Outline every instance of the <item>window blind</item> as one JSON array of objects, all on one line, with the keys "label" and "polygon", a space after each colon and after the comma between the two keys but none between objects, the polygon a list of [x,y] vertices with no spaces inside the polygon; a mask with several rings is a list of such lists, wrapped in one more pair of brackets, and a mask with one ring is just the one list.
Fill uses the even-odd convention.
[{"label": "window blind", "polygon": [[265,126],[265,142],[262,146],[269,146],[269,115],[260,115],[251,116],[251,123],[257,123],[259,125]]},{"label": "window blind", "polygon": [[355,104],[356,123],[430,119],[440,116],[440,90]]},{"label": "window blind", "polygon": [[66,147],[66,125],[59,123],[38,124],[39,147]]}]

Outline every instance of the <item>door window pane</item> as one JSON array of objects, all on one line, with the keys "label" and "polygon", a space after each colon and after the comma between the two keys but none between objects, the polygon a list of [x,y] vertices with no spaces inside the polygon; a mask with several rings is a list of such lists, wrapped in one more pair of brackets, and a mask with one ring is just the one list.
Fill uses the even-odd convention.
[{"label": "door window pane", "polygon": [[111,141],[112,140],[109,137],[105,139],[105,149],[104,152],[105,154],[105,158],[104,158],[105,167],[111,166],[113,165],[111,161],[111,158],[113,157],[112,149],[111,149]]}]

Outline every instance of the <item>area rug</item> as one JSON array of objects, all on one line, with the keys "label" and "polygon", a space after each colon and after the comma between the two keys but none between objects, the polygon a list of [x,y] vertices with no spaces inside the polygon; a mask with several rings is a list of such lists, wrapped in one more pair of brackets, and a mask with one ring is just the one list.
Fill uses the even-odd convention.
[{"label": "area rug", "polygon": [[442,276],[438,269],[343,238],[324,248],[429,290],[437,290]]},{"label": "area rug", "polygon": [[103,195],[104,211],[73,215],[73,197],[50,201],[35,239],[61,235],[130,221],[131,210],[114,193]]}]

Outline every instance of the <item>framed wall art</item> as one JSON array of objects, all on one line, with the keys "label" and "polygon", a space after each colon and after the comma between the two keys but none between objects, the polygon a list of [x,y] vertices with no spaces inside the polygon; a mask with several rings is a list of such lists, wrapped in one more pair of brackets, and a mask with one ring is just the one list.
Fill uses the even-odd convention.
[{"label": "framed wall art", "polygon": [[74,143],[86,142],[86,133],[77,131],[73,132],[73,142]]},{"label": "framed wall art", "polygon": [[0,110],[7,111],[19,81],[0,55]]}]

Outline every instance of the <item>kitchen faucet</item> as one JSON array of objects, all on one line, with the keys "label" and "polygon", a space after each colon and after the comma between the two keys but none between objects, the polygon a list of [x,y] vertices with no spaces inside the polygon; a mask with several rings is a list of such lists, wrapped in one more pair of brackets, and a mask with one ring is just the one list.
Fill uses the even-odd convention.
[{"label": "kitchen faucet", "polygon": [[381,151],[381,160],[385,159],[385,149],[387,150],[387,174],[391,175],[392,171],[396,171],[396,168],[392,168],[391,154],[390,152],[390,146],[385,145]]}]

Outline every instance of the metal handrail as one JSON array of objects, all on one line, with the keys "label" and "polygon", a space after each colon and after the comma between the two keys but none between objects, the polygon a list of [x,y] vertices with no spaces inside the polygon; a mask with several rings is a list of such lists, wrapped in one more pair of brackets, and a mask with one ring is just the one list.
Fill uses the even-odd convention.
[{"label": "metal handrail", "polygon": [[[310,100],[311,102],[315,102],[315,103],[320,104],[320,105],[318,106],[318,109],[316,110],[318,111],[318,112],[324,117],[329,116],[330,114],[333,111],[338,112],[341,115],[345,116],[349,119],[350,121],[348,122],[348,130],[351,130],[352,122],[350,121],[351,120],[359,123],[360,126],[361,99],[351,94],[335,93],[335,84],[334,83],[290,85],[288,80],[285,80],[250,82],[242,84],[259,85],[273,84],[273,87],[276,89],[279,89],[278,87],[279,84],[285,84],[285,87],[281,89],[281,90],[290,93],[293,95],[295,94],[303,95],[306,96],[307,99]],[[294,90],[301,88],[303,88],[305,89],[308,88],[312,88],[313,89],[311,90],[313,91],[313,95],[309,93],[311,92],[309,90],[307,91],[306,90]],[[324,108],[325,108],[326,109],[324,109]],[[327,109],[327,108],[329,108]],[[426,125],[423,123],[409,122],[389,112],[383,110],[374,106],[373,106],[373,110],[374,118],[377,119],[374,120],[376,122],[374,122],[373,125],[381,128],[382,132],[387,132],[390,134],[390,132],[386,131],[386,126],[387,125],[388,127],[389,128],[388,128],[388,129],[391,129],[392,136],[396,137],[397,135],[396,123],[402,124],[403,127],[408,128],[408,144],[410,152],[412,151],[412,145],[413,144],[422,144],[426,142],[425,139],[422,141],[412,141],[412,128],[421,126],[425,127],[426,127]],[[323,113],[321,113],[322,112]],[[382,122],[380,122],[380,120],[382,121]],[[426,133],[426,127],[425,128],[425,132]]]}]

══════

**WORK REQUIRED:** How many lines of the material contain the string "faucet"? Case counts. Give only the number.

**WRITTEN SOLUTION:** 2